§ **WHAT THE TASK ASKS**
No picture belongs in the copy. Repeat each line below exactly.

§ **SOURCE DATA**
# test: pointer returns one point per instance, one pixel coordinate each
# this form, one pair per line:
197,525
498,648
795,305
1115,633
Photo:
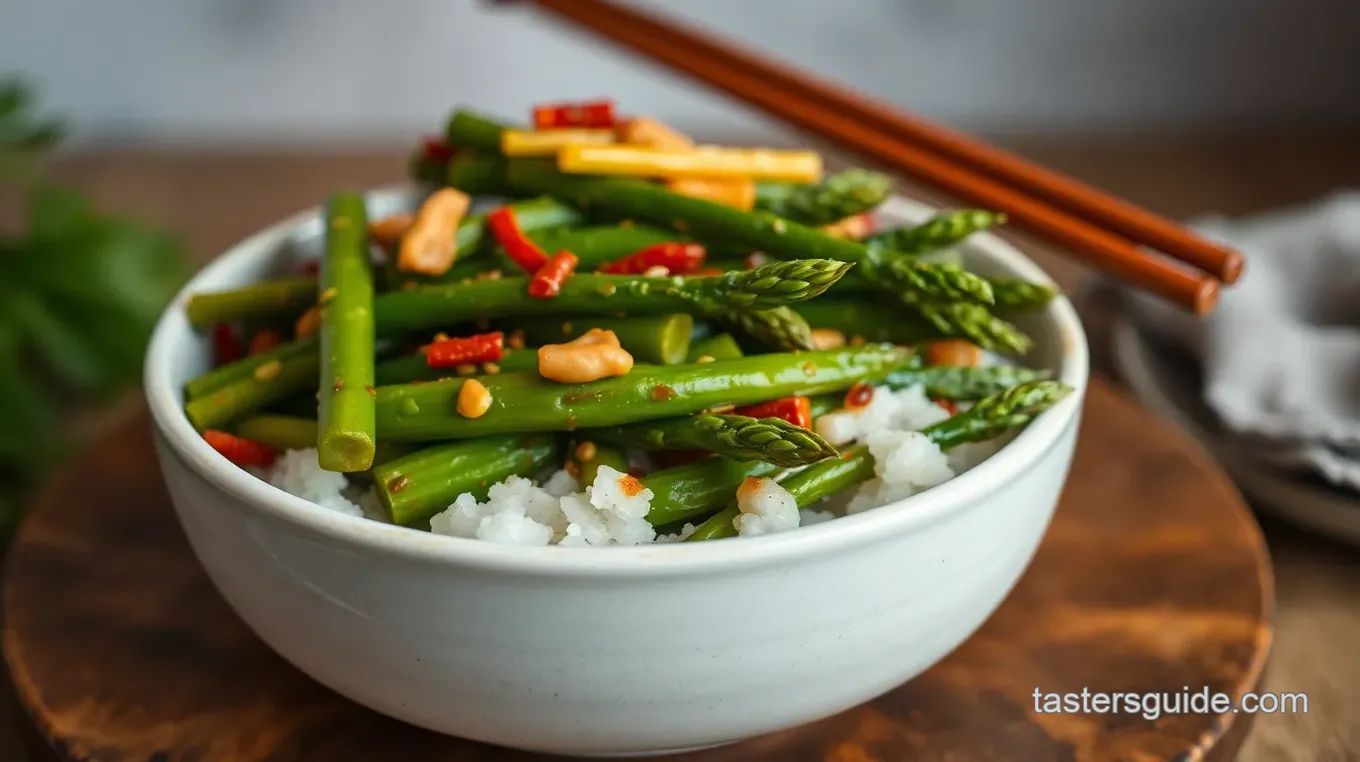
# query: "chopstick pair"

§ **SOLVED PROBLEM**
# test: pointer returns one point per instance, one pixel coordinate each
# this form, one pair per line:
197,525
498,648
795,305
1115,633
Photo:
# query: "chopstick pair"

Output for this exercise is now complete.